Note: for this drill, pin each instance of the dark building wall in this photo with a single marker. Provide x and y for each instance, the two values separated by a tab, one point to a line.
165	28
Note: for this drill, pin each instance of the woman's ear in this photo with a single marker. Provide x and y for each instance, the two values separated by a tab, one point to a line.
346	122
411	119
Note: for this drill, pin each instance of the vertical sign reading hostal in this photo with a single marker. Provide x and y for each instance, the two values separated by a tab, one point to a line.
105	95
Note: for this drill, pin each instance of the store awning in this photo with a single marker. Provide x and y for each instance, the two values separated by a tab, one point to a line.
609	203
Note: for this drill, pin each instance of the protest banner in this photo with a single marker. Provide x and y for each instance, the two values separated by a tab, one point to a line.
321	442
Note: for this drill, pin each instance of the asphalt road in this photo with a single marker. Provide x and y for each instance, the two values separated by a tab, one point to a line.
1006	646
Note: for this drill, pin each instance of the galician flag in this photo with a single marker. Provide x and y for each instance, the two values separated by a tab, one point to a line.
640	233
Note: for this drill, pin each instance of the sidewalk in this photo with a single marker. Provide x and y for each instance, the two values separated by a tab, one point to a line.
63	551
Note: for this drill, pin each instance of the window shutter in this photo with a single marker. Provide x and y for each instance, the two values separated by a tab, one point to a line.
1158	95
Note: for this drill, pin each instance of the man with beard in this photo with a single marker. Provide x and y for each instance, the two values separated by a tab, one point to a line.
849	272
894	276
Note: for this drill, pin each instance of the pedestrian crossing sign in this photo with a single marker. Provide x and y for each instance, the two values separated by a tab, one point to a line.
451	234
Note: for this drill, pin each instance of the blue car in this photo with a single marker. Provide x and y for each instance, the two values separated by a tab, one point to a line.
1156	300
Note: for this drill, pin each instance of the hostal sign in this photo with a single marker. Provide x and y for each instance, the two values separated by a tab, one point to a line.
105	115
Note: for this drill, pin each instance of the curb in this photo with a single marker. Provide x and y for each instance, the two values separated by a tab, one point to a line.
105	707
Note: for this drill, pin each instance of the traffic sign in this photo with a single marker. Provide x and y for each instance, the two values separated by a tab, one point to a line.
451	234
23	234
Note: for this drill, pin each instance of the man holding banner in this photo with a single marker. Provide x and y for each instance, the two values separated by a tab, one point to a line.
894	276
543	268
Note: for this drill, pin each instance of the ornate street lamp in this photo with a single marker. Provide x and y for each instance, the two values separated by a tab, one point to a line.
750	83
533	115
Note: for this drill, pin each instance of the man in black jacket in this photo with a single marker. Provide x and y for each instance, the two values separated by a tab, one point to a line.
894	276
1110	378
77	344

····················

**The task**
Repeat the material word for word, leaving out no line.

**The completed task**
Note: for this drill, pin each instance of the dark building wall in this photo with a single marker. Provide x and y for each instance, the two values separated by a tab, one point to a line.
165	28
Note: for this drill, pin each instance of the woman's ear in this photo with a single marker. Provide x and y for each instance, the two values separated by a tab, one point to a line.
346	122
411	119
Note: for this drill, pin each instance of the vertical sign reading hostal in this photo with a single marker. Provide x and y for each instance, the two values separated by a tab, one point to a line.
105	95
Note: for this drill, pin each instance of the store awning in this photo with a single marker. Provide x and y for each instance, the two values separated by a tab, one point to a line.
609	203
Note: for this drill, pin each instance of the protest banner in this photo with a single marker. Provide x and y for each instance, the two values separated by a tab, one point to a line.
321	442
Note: for this drill, pin each instance of the asphalt road in this photo with a single marker. Provide x and y for each instance, the two values separated by a tab, one point to a line.
1006	646
Note: for this drill, pin each instance of the galician flag in this photo with a single marker. Provide x and y for each instance, the two values separated by a tab, one point to a line.
640	233
Note: for this drill, pin each instance of the sidewalk in this photo with a single marker. Provide x and y for each instance, the two values separated by a tab, one point to a line.
63	551
Note: for this drill, pin each instance of the window shutter in this photo with a single marker. Provide x and y for each instance, the two values separated by a tab, one point to a line.
1158	95
Note: for this drill, pin each instance of the man with beard in this photo with a single marker. Provide x and y for each instance, the two values separated by a tab, one point to a line.
849	272
894	276
Note: for this drill, pin each instance of the pedestrian crossing sign in this photo with a single marker. Provide x and y for each instance, the two values separated by a tab, one point to a line.
451	234
Note: for this drill, pin each instance of the blue car in this photo with a single marker. Provide x and y for each instance, the two values separated by a tab, one point to a line.
1156	300
Note: for this drill, pin each instance of the hostal sign in this photo with a single marker. Provide x and y for each instance, the two values separated by a tab, one point to a line.
105	115
Note: for this drill, pin each instance of the curb in this photo with a single marker. Provide x and y for each instance, the two values separated by a tab, one point to a line.
105	707
Note: for this drill, pin each instance of the traffic sign in this photo with a single marker. Provide x and y for each instance, the two values separated by a tab, one point to a line.
451	234
23	234
Note: for this drill, pin each instance of the man holding banner in this photo with a single marker. Provide x and y for each instance, the two values separated by a tab, one point to a line.
894	276
543	268
Note: for this drill, pin each instance of the ornate street lamp in this photo with a single marker. Provide x and y for each instance, the two values separated by a tab, one point to a line.
750	83
533	115
Note: for this drill, pin each instance of the man in black jacket in this photo with a single marker. Provide x and y for each instance, the two values separated by a tab, one point to a line.
894	276
1110	378
77	344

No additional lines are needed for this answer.